● **INSTRUCTIONS FOR THE TASK**: Go to the line that includes "Mark the small" and retype it, then every line after it to the end of the data, adding nothing.
--- STORED DATA ---
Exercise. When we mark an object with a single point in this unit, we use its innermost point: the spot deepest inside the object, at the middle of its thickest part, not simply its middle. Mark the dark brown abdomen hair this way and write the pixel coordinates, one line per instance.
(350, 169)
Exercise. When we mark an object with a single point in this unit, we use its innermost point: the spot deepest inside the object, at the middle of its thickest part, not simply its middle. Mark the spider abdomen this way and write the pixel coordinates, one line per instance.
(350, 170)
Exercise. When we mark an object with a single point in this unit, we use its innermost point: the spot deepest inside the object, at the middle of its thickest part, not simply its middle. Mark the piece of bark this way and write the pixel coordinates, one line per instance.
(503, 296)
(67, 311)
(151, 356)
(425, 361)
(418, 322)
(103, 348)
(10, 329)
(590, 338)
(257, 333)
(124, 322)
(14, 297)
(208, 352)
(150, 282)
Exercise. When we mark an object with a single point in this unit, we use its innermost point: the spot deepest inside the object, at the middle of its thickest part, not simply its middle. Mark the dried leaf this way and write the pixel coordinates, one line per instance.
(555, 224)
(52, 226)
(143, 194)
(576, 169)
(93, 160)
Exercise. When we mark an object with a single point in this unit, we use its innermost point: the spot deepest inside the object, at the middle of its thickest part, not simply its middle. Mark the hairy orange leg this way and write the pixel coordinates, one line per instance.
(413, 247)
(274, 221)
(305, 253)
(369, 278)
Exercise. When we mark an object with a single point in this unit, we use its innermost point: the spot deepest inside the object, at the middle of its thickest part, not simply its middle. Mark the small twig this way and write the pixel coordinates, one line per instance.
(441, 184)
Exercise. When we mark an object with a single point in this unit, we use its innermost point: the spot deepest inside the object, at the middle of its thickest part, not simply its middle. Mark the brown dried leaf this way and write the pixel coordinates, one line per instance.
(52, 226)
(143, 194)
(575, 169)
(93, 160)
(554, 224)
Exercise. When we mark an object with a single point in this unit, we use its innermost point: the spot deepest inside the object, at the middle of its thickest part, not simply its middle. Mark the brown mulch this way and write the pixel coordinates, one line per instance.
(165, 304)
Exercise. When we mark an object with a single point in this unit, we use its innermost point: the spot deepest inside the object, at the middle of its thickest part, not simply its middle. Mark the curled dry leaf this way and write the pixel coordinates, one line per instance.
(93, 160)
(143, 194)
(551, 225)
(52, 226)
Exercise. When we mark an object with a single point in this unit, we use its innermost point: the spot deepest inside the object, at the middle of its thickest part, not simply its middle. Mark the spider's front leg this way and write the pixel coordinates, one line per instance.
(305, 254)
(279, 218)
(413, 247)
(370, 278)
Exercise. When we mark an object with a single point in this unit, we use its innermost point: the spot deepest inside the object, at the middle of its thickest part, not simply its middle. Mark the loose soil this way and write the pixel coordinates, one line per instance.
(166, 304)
---
● **RESULT FOR THIS EXERCISE**:
Exercise. When we mark an object with a single point in this unit, we use its innermost point: the spot deepest inside the object, at the middle of its thickest part, not simply its middle. Mark the small twig this way and write the pixel coordinates, one line per instance.
(441, 184)
Exercise. When we mark an object with a single point in this unit, we use its innermost point: the spot deepest inside the object, at the middle of its thickest part, not simply its middle. Mark the brown dried leaf this way and write the pixel coordinates, one line per instance.
(52, 226)
(143, 194)
(575, 169)
(93, 160)
(554, 224)
Exercise. When we mark an object with a single point in this unit, we use its innermost point: the spot deepest inside the object, at the middle of its thickest part, not simply its middle. Mark the brown mulch this way and write the pixel coordinates, one line per instance.
(165, 304)
Exercise. When we mark an object with a single point in this unit, we use its innermost point: the spot deepest inside the object, at the middle of its thickest part, not simply its middle. Mark the curled dry leaf this way and write the pixel coordinates, one line per instance.
(93, 160)
(143, 194)
(551, 225)
(52, 226)
Exercise. When we mark an object with a single point in this unit, we use its innermost point: the spot deepest inside the object, at the middle of its thickest part, not simply its middle. Mark the spider's front leg this way and write the pixel coordinates, one line per instance.
(305, 254)
(279, 218)
(413, 247)
(370, 278)
Exercise. When we mark an object with a single point in this unit, we use its innermost point: the spot deepest inside the object, at the middle of its thickest part, not simply its middle. Mark the loose soil this way and write the pixel coordinates, one line per instance.
(166, 304)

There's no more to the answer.